## Images for object localization
____________

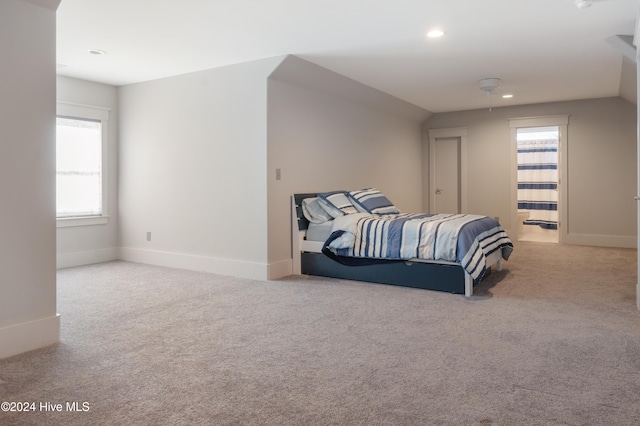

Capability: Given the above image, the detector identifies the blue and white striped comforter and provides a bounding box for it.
[325,213,513,282]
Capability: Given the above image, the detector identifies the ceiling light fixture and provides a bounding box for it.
[87,49,107,56]
[574,0,593,9]
[502,94,514,99]
[479,78,501,95]
[427,29,444,38]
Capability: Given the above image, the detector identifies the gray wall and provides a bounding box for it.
[620,56,637,106]
[425,97,637,247]
[0,0,59,359]
[267,57,430,275]
[117,55,430,280]
[117,57,283,279]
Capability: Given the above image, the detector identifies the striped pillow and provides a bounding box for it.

____________

## Work instructions
Return all the records exactly. Skip the pictures.

## Response to the exercise
Capability: Given the above image, the detector identifies the blue and white striped comforter and provides a bounding box for it.
[325,213,513,282]
Capability: Given the above image, the detector identifies the ceiling light fixture and provides a bounding box for it.
[87,49,107,56]
[574,0,593,9]
[502,94,514,99]
[479,78,501,95]
[427,29,444,38]
Capability: Given the above image, the detector identifies the gray wall and provides a bounding box for it.
[620,56,637,106]
[425,97,637,247]
[0,0,59,359]
[267,57,430,275]
[117,55,430,280]
[117,57,283,279]
Capability: Given the above image, the detector identifies the striped pillow and provides a bounding box for it.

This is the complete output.